--- ENTRIES ---

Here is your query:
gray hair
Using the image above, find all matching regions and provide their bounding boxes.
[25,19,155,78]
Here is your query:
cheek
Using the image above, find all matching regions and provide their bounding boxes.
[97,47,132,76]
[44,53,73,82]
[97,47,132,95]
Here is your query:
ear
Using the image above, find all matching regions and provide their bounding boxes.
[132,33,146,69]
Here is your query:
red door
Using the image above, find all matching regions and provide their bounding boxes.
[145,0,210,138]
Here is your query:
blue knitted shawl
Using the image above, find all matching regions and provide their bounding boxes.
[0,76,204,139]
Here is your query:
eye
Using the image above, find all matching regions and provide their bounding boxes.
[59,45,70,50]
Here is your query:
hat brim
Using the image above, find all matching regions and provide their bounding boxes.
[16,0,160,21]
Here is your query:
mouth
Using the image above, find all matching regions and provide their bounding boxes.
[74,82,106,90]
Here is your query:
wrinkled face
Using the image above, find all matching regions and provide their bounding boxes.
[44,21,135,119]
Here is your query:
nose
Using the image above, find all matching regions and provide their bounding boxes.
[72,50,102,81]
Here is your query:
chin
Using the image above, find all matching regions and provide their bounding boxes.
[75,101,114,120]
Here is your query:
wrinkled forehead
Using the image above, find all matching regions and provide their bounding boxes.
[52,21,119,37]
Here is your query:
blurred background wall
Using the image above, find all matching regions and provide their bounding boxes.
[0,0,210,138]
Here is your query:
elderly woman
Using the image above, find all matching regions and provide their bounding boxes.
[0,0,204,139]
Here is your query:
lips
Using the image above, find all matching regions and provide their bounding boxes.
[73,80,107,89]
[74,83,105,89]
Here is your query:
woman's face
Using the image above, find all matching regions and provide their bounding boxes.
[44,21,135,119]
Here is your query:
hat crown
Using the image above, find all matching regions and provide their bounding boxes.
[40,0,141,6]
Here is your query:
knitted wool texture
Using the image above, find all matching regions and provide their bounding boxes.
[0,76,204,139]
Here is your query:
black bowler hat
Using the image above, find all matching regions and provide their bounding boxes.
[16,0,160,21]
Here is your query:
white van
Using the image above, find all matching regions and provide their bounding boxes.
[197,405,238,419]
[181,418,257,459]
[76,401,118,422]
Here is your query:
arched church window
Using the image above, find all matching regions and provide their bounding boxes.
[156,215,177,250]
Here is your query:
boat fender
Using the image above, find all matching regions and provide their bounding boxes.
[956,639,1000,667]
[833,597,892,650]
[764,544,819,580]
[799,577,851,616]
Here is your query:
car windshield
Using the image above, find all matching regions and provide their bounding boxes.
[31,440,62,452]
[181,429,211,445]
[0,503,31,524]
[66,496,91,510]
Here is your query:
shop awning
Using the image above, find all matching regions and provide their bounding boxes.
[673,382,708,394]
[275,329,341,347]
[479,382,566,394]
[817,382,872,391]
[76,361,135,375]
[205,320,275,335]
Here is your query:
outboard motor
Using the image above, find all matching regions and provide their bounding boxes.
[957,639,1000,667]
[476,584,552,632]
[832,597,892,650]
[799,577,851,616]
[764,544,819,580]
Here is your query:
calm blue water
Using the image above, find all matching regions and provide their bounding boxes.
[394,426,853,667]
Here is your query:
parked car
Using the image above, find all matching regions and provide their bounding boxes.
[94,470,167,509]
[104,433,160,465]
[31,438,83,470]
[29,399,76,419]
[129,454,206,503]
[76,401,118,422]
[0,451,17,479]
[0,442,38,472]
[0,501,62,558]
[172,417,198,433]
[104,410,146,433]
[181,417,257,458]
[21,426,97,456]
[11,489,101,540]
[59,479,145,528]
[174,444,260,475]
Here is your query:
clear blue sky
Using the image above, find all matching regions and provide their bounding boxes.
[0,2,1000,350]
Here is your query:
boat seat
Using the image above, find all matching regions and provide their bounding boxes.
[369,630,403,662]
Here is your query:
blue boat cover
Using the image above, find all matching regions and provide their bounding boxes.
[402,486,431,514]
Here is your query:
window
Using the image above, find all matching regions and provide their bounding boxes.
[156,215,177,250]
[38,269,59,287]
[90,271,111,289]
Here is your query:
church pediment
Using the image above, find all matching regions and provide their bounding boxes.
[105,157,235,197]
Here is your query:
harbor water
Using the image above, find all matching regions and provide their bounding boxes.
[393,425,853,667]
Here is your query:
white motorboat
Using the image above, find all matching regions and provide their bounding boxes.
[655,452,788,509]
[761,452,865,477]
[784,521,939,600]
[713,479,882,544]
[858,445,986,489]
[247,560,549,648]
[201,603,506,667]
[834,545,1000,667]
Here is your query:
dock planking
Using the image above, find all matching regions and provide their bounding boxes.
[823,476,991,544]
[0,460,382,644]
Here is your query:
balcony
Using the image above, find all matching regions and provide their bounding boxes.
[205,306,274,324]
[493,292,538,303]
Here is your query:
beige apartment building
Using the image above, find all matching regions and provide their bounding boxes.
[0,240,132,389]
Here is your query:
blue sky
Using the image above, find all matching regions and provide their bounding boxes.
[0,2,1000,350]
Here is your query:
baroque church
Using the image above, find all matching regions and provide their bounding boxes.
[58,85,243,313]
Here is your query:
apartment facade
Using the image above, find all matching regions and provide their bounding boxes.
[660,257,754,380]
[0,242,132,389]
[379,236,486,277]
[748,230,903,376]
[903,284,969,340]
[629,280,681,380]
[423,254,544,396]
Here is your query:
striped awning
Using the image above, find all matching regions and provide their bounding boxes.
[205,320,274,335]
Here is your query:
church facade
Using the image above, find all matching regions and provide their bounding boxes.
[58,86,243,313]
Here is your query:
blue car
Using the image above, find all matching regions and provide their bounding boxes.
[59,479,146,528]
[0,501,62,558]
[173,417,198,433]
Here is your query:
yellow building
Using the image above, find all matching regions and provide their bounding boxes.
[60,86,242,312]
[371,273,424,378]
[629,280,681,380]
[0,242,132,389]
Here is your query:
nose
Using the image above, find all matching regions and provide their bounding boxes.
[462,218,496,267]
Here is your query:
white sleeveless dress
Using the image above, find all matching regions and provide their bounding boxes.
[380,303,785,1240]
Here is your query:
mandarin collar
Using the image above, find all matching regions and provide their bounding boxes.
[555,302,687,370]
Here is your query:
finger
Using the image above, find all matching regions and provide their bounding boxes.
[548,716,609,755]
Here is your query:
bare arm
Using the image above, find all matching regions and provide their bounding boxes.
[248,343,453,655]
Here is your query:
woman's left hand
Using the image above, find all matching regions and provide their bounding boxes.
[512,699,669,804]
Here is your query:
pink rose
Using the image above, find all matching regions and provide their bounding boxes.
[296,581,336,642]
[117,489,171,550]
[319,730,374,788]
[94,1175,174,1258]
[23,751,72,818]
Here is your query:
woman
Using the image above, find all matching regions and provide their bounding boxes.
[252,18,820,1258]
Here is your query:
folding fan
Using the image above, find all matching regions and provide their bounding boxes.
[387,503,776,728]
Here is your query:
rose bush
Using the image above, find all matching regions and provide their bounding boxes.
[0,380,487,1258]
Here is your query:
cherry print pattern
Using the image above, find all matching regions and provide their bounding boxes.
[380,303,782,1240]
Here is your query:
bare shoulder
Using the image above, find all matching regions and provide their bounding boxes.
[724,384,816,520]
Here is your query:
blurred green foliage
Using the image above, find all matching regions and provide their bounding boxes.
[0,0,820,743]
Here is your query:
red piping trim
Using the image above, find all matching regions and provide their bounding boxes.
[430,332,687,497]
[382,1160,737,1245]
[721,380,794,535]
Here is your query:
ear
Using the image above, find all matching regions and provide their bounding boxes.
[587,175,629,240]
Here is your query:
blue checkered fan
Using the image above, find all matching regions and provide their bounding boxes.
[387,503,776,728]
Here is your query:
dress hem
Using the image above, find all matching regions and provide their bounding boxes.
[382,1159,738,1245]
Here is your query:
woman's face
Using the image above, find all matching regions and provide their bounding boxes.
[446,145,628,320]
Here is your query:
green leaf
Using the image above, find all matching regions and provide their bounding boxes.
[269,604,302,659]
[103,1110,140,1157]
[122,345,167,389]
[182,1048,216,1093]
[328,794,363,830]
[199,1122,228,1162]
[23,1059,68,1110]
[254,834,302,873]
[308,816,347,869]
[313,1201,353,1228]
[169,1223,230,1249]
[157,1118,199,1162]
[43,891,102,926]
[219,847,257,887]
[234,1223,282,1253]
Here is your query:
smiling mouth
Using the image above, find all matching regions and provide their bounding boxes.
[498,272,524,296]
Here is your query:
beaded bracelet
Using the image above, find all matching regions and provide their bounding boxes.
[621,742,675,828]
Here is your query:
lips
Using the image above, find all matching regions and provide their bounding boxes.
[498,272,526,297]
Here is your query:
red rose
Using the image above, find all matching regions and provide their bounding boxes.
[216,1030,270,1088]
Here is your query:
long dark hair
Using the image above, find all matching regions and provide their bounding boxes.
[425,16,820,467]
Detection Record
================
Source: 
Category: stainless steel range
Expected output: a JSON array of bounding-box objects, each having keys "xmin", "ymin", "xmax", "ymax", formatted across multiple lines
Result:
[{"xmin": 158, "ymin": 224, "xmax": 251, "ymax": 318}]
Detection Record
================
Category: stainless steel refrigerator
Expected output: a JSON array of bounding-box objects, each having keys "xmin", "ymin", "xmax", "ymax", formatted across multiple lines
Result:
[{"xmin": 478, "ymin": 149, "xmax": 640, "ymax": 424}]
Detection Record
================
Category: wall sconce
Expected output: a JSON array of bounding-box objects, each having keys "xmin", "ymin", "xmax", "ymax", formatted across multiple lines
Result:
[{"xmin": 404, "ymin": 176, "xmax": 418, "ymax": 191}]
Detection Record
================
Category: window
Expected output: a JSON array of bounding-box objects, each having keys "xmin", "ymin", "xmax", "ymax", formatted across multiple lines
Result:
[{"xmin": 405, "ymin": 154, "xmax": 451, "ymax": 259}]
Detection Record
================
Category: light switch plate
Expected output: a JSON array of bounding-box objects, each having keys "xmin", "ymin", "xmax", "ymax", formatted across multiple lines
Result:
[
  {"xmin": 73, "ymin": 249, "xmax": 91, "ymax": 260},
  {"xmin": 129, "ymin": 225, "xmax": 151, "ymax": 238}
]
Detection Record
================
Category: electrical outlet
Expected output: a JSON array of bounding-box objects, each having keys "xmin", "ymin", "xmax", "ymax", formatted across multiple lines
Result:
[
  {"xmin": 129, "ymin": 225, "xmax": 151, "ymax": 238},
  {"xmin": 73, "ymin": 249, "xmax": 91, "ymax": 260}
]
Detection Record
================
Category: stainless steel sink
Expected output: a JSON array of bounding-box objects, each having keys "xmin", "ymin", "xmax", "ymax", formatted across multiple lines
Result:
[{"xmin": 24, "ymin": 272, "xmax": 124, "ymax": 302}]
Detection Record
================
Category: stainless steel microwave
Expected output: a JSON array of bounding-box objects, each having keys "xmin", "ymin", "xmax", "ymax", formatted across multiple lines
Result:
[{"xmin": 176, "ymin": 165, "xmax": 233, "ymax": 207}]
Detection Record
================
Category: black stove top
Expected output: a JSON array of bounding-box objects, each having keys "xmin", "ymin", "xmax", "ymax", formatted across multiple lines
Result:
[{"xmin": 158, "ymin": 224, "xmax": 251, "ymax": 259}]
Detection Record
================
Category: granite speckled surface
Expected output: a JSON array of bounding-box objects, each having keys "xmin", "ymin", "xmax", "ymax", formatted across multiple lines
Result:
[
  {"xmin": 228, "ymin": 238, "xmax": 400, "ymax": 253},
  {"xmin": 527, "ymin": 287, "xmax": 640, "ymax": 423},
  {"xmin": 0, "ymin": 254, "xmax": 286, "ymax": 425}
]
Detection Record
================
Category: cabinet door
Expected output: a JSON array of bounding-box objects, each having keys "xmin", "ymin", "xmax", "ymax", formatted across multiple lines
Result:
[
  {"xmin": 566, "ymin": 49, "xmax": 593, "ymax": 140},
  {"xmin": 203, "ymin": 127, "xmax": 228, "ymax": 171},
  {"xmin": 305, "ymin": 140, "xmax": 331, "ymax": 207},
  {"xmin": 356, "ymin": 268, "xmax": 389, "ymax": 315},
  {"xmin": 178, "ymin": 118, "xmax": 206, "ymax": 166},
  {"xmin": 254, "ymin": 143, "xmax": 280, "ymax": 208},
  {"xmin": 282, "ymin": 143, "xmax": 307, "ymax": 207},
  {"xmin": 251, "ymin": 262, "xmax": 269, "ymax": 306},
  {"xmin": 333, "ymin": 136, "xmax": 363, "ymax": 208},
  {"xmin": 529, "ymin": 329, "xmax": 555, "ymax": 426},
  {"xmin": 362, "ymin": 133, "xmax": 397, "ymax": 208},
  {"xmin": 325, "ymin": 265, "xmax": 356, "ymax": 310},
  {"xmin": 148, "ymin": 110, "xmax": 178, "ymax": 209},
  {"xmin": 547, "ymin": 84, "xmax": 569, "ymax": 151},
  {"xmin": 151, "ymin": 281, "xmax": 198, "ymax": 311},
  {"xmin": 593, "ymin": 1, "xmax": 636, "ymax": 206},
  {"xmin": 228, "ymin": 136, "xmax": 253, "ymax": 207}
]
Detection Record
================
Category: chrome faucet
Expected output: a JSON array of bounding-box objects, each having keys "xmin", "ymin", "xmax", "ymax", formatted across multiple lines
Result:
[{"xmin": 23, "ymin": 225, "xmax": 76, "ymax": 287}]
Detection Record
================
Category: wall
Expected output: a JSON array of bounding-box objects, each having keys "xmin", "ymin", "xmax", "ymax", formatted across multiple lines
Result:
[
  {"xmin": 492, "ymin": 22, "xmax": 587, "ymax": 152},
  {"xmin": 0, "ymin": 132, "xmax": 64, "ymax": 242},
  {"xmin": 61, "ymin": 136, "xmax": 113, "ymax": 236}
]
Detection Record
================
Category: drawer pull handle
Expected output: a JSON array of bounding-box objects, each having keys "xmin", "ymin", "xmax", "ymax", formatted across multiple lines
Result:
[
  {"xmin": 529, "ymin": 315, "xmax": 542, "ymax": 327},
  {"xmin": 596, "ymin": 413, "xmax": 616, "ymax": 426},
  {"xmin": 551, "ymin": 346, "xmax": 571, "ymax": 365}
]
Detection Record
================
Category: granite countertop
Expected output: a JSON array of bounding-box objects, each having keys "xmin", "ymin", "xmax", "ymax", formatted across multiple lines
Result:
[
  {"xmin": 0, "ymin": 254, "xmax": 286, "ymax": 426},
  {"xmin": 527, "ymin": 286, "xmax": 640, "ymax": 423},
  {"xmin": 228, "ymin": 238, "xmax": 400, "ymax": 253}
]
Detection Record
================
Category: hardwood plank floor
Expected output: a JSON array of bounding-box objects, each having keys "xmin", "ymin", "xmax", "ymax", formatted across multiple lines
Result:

---

● **WHAT YOU WILL DO**
Collect every line in the rows above that contains the word "church", and copy each one out in full.

● **RESPONSE BELOW**
arched church window
church pediment
baroque church
church facade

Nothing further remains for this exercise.